> **Direction**
Render every line of the listing below as a numbered list, leaving out any blank lines.

> **Entries shown**

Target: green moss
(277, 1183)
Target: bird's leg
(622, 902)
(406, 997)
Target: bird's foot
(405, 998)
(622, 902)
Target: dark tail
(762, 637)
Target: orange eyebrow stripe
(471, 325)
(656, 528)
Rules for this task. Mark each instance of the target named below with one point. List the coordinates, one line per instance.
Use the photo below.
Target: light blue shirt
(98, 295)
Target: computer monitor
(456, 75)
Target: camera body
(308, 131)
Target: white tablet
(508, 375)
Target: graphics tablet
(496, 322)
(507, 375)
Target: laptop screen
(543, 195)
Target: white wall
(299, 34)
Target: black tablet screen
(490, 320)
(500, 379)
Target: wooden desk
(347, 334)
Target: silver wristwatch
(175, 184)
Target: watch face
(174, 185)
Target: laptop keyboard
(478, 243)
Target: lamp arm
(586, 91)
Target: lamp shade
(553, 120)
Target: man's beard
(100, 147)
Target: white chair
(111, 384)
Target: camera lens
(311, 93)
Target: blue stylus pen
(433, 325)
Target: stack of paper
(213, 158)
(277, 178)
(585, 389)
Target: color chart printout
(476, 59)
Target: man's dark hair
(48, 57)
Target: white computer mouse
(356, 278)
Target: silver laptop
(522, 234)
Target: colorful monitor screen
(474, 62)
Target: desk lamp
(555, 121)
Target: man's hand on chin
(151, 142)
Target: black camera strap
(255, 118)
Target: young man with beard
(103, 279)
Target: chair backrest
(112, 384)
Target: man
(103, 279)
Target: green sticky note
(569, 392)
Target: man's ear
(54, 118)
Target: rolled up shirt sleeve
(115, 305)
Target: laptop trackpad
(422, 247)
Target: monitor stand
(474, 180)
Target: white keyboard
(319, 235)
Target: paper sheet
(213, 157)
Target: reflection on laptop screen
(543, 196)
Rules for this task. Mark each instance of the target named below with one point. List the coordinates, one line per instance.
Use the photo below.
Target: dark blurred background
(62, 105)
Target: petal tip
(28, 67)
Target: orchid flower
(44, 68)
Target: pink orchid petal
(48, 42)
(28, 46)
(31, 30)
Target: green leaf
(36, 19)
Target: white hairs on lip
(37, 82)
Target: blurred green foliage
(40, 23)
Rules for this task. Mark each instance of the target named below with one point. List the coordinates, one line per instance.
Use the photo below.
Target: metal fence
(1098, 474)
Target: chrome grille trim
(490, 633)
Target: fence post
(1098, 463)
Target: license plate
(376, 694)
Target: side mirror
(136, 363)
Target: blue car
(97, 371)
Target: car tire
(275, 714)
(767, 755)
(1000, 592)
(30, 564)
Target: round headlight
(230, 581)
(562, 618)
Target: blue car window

> **Answer to this exercise**
1. Target: green moss
2. (277, 1183)
3. Target: bird's leg
4. (622, 902)
5. (406, 997)
6. Target: bird's foot
7. (405, 998)
8. (622, 902)
9. Target: dark tail
10. (762, 637)
11. Target: orange eyebrow stripe
12. (471, 325)
13. (656, 528)
14. Rules for this task. Mark each instance of the target named below with one point. List the coordinates, one line per instance.
15. Use the photo below.
16. Target: light blue shirt
17. (98, 295)
18. Target: computer monitor
19. (456, 75)
20. Target: camera body
21. (308, 131)
22. Target: white tablet
23. (508, 375)
24. Target: graphics tablet
25. (496, 322)
26. (507, 375)
27. Target: laptop screen
28. (543, 195)
29. Target: white wall
30. (299, 34)
31. Target: black tablet screen
32. (490, 320)
33. (500, 379)
34. Target: wooden desk
35. (347, 334)
36. Target: silver wristwatch
37. (175, 184)
38. Target: watch face
39. (174, 185)
40. Target: laptop keyboard
41. (478, 243)
42. Target: lamp arm
43. (586, 91)
44. Target: lamp shade
45. (553, 120)
46. Target: man's beard
47. (100, 147)
48. Target: white chair
49. (111, 384)
50. Target: camera lens
51. (311, 93)
52. Target: blue stylus pen
53. (433, 325)
54. Target: stack of paper
55. (213, 158)
56. (277, 178)
57. (585, 389)
58. Target: color chart printout
59. (476, 59)
60. Target: man's dark hair
61. (48, 57)
62. Target: white computer mouse
63. (356, 278)
64. Target: silver laptop
65. (522, 234)
66. Target: colorful monitor screen
67. (474, 62)
68. Target: desk lamp
69. (555, 121)
70. Target: man's hand on chin
71. (151, 142)
72. Target: black camera strap
73. (255, 118)
74. Target: young man with beard
75. (103, 279)
76. Target: chair backrest
77. (112, 384)
78. Target: man
79. (103, 279)
80. Target: green sticky note
81. (569, 392)
82. Target: man's ear
83. (54, 118)
84. Target: rolled up shirt sleeve
85. (115, 305)
86. Target: laptop trackpad
87. (422, 247)
88. Target: monitor stand
89. (474, 180)
90. Target: white keyboard
91. (319, 235)
92. Target: paper sheet
93. (213, 157)
94. Target: reflection on laptop screen
95. (543, 196)
96. Rules for this task. Mark each instance of the target named below with one point. List the coordinates, one line per instance.
97. Use the photo below.
98. Target: dark blurred background
99. (62, 105)
100. Target: petal tip
101. (28, 67)
102. Target: orchid flower
103. (44, 68)
104. Target: pink orchid petal
105. (48, 42)
106. (28, 46)
107. (31, 30)
108. Target: green leaf
109. (36, 19)
110. Target: white hairs on lip
111. (37, 82)
112. Target: blurred green foliage
113. (40, 23)
114. Rules for this task. Mark each instance of the target named below with one point. List the coordinates, one line per instance.
115. Use the photo below.
116. Target: metal fence
117. (1098, 474)
118. Target: chrome grille trim
119. (490, 633)
120. Target: fence post
121. (1098, 463)
122. Target: license plate
123. (376, 694)
124. Target: side mirror
125. (136, 363)
126. Target: blue car
127. (97, 371)
128. Target: car tire
129. (275, 714)
130. (767, 755)
131. (1000, 592)
132. (30, 564)
133. Target: round headlight
134. (230, 581)
135. (562, 618)
136. Target: blue car window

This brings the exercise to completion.